##### RECORDS PROVIDED #####

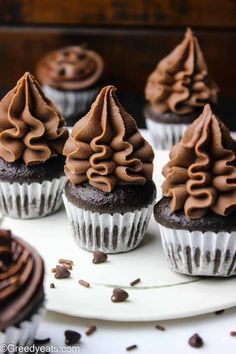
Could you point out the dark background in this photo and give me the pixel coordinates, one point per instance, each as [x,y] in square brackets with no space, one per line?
[131,35]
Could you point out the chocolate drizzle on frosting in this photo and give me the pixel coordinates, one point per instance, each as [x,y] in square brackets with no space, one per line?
[70,68]
[106,148]
[201,173]
[31,127]
[180,83]
[21,279]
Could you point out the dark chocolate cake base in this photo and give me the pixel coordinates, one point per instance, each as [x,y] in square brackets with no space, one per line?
[178,220]
[18,171]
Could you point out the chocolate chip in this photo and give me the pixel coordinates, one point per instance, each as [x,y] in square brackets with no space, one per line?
[90,330]
[131,347]
[84,283]
[160,328]
[61,272]
[99,257]
[135,282]
[42,341]
[72,337]
[195,341]
[119,295]
[219,312]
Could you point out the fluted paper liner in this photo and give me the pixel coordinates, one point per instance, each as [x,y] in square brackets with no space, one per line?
[24,333]
[33,200]
[71,103]
[165,136]
[110,233]
[200,253]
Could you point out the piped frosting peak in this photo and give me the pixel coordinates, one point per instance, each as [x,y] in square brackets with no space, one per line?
[201,173]
[180,83]
[106,148]
[31,127]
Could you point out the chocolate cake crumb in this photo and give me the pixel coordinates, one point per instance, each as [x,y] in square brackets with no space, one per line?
[90,330]
[72,337]
[42,341]
[99,257]
[131,347]
[160,328]
[119,295]
[84,283]
[219,312]
[61,272]
[195,341]
[135,282]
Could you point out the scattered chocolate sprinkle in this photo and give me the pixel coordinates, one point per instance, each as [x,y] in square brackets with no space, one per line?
[90,330]
[84,283]
[61,272]
[72,337]
[68,261]
[160,328]
[219,312]
[42,341]
[136,281]
[119,295]
[195,341]
[99,257]
[131,347]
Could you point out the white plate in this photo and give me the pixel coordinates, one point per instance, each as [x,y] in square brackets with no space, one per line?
[161,294]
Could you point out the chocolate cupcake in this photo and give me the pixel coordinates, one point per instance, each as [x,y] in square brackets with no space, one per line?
[21,290]
[197,215]
[32,137]
[176,92]
[110,194]
[71,79]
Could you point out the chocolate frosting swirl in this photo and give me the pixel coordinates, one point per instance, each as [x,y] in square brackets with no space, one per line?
[21,280]
[180,83]
[106,148]
[70,68]
[201,173]
[31,127]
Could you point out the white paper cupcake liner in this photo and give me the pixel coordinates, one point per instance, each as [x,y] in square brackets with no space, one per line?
[24,333]
[33,200]
[71,103]
[200,253]
[109,233]
[165,136]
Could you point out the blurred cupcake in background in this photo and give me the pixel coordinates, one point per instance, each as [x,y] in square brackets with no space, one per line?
[71,78]
[32,137]
[110,194]
[197,214]
[21,290]
[176,92]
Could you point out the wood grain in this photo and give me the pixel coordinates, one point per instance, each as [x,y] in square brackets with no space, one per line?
[130,56]
[171,13]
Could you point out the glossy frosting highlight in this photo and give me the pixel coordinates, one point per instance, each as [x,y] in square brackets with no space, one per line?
[31,127]
[70,68]
[180,83]
[106,148]
[201,173]
[21,279]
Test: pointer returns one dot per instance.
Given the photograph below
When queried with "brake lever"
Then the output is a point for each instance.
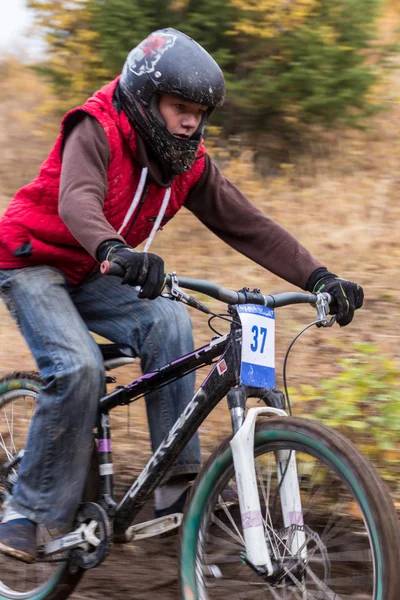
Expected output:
(322, 307)
(176, 293)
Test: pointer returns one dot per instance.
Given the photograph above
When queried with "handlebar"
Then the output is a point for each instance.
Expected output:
(229, 296)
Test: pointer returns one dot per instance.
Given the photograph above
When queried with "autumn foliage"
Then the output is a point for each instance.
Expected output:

#####

__YOUR ASSIGNMENT__: Scan the entries above and show each line that contains the word "When".

__PROBLEM SOLUTION__:
When queried with "brake lever"
When queried with "handlebar"
When queried with "autumn foliage"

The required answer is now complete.